---- Exercise passage

In GitLab by @bugzilla-migration on Apr 13, 2018, 10:28

:hammer_and_wrench: lin..@..ud.com submitted a patch:

Patch 138819, "0001-add-child-reaper-thread-to-fix-zombies":
file_106021.txt

vmihalko commented 6 years ago

In GitLab by @bugzilla-migration on Apr 13, 2018, 10:34

:speech_balloon: lin..@..ud.com said:

I made a patch to fix this issue.

The root cause is :

static void utils_spawn_data_free (UtilsSpawnData *data) {

if (data->child_pid != 0) { GSource source; kill (data->child_pid, SIGTERM); / OK, we need to reap for the child ourselves - we don't want

vmihalko commented 6 years ago

In GitLab by @bugzilla-migration on Apr 13, 2018, 10:38

:speech_balloon: lin..@..ud.com said:

The GChildWatch in utils_spawn_data_free didn't work due to the release of main_loop and main context outside.

vmihalko commented 6 years ago

In GitLab by @bugzilla-migration on May 3, 2018, 18:42

:speech_balloon: David Herrmann @dvdhrm said:

Why not simply turn SIGTERM into SIGKILL and use waitid(2)? I mean, we are dealing with a timeout here, no reason to try to be graceful.

vmihalko commented 6 years ago

In GitLab by @bugzilla-migration on May 5, 2018, 14:10

:speech_balloon: lin..@..ud.com said:

(In reply to David Herrmann from comment 4) Why not simply turn SIGTERM into SIGKILL and use waitid(2)? I mean, we are dealing with a timeout here, no reason to try to be graceful.

Hi,I made a better patch to fix this. I will send out next Monday. :)

vmihalko commented 6 years ago

In GitLab by @bugzilla-migration on May 8, 2018, 04:14

:paperclip: lin..@..ud.com uploaded an attachment:

Attachment 139417, "0001-polkitd-make-sure-child-process-exits-will-be-proces.patch":
file_106021.txt

vmihalko commented 6 years ago

In GitLab by @bugzilla-migration on May 8, 2018, 04:28

:speech_balloon: lin..@..ud.com said:

Hi,I made a better patch to make sure child process exits will be processed. This patch seems to be simpler.

I made 3 timeout source.

--------

Work instructions: Please reproduce the thread between "In GitLab by @bugzilla-migration on Apr 13, 2018, 10:38" and "main context outside.", inclusive, and switch "GChildWatch" to "child watch".

---- Supplied entries

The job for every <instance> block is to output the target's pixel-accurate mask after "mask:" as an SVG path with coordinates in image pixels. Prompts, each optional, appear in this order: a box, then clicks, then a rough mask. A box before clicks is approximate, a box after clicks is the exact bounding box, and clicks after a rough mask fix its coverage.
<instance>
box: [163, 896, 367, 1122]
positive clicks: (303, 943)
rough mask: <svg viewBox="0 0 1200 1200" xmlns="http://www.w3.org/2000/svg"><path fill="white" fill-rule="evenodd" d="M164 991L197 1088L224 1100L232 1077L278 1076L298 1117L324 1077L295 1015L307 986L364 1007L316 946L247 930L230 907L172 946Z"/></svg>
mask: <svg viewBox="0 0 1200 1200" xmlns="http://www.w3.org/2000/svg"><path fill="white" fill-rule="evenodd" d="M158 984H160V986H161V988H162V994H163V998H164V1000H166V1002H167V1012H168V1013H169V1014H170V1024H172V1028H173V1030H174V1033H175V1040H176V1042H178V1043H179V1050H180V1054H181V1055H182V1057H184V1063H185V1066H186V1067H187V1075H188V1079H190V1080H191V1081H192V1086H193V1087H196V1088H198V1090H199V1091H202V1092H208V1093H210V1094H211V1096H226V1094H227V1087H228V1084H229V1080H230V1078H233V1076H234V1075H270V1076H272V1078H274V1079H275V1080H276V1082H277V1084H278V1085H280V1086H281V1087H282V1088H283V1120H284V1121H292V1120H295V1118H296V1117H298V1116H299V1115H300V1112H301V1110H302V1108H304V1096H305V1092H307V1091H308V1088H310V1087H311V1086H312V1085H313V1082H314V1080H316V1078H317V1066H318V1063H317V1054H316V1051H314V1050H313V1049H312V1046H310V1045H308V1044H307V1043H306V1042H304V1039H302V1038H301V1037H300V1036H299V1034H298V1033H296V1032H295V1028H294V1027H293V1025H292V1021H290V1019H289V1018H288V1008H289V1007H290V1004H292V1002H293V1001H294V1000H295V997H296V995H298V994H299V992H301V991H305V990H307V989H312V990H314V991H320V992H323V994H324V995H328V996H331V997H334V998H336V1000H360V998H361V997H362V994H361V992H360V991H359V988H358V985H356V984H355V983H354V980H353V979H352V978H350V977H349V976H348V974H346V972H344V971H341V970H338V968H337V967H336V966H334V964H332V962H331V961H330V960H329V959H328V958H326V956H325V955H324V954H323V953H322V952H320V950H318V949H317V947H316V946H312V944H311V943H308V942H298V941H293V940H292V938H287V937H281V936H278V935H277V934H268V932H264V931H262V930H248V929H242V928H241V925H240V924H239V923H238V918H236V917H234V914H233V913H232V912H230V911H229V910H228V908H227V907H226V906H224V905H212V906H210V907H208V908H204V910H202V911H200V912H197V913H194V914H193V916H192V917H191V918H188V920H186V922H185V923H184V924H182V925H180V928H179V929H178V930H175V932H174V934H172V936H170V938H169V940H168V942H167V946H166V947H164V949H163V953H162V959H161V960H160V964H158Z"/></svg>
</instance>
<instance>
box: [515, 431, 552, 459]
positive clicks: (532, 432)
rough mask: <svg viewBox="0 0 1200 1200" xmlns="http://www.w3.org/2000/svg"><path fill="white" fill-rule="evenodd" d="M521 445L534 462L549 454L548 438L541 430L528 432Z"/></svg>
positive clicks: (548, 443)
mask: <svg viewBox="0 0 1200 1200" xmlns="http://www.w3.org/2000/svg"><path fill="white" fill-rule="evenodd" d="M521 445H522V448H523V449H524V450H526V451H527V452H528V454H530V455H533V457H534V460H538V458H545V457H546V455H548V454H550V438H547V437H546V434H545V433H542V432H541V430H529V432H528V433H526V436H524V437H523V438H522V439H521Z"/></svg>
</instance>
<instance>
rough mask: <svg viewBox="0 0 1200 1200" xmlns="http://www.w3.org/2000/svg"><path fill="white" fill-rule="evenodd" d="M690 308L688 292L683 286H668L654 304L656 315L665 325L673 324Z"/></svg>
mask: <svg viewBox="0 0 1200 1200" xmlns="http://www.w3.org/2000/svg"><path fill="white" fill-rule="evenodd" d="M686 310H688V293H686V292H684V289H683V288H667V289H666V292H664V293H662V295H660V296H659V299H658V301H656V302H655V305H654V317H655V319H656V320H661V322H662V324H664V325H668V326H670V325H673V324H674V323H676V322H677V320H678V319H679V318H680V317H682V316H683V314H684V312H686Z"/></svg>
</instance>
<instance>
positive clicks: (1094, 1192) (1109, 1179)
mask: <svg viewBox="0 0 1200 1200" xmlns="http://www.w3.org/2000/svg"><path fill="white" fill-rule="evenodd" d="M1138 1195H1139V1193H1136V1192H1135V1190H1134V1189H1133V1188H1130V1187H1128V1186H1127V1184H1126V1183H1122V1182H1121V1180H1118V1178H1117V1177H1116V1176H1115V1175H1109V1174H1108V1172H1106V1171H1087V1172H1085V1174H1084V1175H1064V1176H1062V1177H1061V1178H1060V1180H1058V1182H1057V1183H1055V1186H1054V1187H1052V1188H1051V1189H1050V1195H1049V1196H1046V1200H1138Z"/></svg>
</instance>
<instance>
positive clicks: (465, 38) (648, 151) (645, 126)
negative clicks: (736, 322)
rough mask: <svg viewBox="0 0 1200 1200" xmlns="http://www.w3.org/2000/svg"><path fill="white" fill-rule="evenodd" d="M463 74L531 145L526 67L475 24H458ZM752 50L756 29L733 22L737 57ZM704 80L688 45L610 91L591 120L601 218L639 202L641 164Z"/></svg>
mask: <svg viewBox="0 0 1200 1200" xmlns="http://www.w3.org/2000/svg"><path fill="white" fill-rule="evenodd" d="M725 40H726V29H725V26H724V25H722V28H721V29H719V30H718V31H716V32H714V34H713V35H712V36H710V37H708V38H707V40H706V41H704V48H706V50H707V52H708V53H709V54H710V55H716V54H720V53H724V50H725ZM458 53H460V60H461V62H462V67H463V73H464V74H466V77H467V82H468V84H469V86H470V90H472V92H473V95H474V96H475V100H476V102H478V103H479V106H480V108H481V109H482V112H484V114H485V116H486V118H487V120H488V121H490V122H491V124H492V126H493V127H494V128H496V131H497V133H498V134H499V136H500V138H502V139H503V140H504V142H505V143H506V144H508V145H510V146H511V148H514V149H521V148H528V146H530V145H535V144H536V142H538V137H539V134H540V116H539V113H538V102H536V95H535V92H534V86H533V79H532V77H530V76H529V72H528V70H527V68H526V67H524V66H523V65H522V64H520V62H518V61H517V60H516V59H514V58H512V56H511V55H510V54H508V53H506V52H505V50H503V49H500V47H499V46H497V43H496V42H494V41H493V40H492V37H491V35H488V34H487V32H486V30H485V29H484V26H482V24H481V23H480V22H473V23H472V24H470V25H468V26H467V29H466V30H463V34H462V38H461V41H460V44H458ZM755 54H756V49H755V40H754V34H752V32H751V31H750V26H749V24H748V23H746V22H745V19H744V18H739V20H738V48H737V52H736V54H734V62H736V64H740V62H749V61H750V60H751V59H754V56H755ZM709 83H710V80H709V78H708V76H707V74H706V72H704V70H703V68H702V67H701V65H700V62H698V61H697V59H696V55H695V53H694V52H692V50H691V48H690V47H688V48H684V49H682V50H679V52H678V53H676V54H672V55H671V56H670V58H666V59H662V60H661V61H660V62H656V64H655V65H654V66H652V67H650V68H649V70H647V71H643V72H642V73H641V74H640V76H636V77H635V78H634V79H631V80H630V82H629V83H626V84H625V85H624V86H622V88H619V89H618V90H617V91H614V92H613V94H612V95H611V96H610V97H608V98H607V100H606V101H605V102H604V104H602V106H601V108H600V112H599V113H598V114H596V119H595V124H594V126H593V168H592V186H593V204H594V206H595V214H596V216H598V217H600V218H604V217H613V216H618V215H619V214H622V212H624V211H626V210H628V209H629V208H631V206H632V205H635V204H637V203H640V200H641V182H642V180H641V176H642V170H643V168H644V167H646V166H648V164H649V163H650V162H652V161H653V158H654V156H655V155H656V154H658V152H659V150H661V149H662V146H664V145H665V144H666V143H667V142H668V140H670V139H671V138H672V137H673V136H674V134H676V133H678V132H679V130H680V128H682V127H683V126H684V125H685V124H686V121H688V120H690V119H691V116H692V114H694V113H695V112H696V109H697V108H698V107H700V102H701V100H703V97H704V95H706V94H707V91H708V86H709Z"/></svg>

--------

Exercise result:
In GitLab by @bugzilla-migration on Apr 13, 2018, 10:38

:speech_balloon: lin..@..ud.com said:

The child watch in utils_spawn_data_free didn't work due to the release of main_loop and main context outside.